Activity
Count the lines in the items below that contain the string "positive", and reply with that number alone.

--- START ---

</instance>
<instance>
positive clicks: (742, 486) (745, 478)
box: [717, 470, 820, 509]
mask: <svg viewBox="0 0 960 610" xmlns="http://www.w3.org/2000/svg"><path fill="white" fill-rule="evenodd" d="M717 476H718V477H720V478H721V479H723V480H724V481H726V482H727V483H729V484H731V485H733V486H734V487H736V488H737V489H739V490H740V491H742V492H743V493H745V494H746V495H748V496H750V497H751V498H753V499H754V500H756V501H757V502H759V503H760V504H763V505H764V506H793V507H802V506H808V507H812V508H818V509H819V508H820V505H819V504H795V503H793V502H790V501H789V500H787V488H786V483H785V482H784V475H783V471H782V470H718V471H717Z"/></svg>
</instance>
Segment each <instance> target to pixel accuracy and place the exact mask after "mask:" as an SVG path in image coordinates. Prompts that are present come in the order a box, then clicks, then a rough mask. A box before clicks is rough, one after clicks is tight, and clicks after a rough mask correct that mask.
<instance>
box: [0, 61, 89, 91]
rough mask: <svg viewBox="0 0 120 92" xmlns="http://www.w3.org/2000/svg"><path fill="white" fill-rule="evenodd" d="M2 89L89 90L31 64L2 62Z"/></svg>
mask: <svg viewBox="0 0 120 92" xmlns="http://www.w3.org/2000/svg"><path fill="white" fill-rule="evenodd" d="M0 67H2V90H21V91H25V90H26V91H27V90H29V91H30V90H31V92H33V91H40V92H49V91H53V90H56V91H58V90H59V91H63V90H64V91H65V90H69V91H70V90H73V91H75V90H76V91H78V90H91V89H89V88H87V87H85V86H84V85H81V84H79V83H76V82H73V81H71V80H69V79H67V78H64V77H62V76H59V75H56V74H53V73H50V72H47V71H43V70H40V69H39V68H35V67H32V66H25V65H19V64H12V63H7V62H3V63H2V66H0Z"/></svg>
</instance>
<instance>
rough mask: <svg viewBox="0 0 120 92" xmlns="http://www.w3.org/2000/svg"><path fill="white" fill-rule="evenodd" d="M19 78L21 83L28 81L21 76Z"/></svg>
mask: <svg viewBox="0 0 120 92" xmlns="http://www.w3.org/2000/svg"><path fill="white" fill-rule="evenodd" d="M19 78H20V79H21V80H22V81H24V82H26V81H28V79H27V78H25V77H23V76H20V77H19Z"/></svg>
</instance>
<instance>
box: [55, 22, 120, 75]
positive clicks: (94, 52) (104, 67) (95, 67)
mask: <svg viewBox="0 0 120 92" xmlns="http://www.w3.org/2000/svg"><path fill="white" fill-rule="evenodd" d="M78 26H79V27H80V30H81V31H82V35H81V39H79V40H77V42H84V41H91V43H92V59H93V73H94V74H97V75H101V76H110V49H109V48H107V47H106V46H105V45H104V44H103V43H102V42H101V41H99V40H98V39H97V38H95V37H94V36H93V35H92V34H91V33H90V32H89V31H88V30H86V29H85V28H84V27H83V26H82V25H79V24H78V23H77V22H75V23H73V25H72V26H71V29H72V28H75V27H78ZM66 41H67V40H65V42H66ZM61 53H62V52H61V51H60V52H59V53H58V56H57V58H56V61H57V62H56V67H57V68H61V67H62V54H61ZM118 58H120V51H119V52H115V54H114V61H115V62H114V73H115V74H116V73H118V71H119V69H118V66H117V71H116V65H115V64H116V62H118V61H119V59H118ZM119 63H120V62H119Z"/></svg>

--- END ---

Result of the exercise
2